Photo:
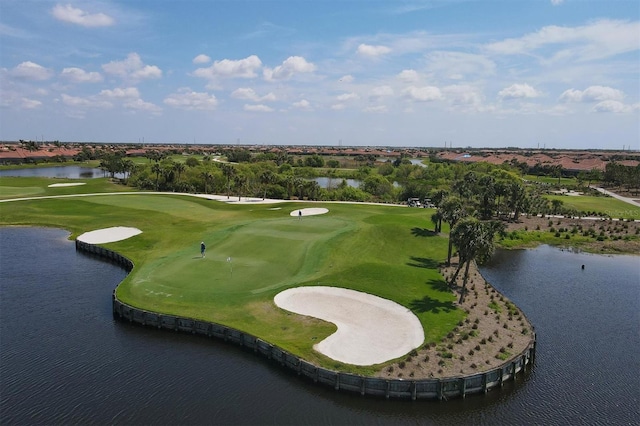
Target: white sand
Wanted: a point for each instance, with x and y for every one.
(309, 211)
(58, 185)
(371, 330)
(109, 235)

#####

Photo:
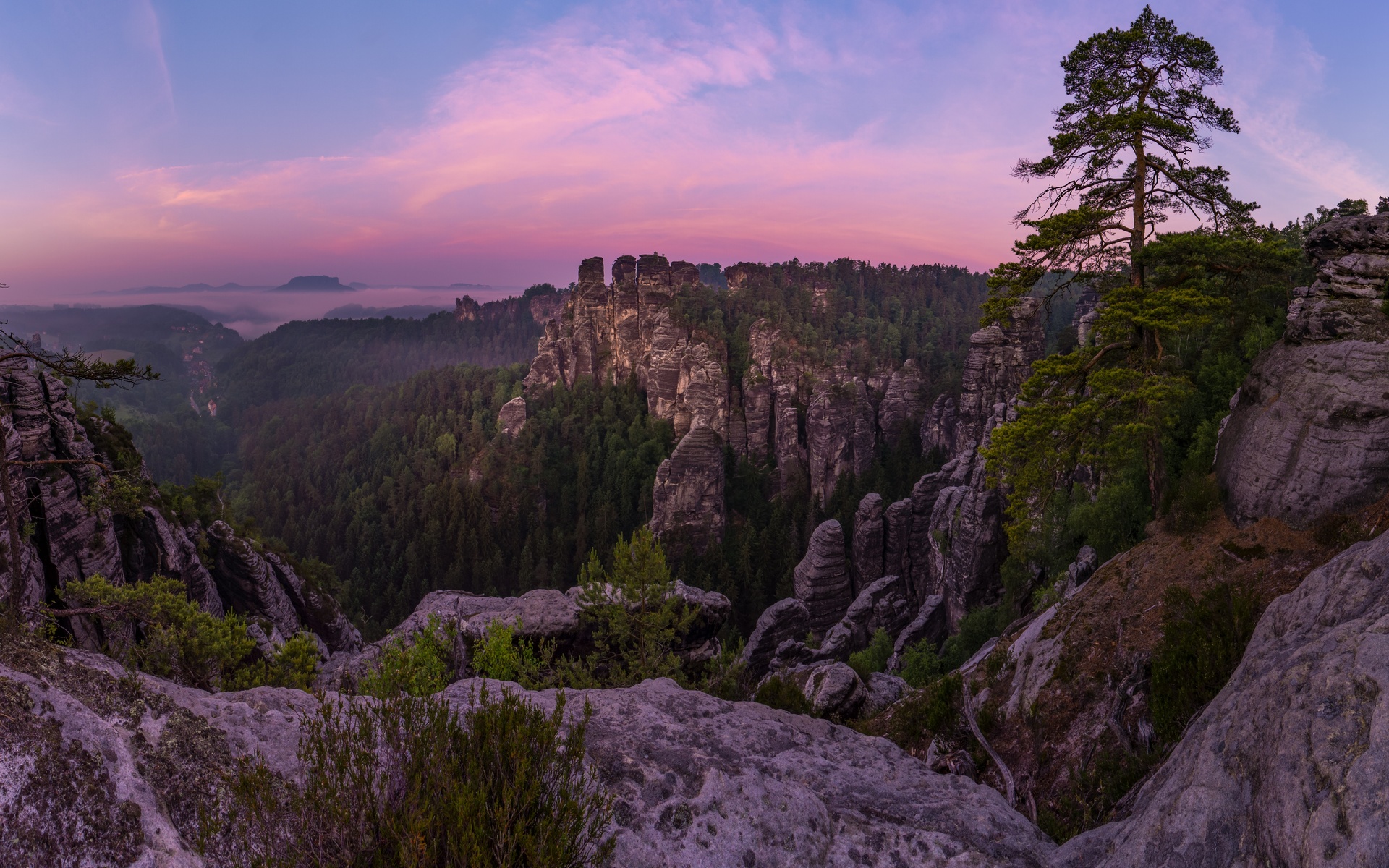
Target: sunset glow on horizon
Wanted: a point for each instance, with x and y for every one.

#####

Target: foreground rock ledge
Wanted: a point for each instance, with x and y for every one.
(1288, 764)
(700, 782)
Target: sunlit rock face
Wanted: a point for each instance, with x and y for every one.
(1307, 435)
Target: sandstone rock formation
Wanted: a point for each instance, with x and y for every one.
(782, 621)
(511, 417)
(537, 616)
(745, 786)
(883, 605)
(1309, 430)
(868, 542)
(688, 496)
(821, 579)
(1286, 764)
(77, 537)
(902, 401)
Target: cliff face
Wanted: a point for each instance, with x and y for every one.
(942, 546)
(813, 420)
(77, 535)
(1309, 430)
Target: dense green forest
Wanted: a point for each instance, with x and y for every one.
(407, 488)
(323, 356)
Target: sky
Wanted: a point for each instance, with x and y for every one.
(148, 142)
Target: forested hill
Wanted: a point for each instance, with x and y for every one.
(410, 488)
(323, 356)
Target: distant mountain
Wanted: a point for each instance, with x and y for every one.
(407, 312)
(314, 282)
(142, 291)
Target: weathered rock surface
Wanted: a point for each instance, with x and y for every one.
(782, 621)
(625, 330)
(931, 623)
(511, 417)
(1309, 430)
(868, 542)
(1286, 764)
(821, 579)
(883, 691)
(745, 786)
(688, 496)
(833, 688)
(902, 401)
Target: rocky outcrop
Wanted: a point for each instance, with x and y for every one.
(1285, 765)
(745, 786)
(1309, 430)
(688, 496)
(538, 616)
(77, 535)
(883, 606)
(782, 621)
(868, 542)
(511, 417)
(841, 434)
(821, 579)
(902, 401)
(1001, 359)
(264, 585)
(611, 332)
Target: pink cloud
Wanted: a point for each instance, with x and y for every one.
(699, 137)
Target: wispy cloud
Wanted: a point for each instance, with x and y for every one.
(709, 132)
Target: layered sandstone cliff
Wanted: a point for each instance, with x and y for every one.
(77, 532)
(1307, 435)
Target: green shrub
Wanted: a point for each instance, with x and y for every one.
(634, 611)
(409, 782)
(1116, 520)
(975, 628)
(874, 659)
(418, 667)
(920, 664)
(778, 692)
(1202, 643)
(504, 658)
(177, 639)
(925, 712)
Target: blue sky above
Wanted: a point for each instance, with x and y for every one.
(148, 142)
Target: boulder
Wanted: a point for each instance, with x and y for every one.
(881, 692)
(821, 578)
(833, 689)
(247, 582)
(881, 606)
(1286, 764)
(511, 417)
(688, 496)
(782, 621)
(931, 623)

#####

SHORT TASK:
Pull out each line of the records that contains the word "sandstone".

ANSWER TO THIS TASK:
Target: sandstone rock formation
Target: layered sandstone cliff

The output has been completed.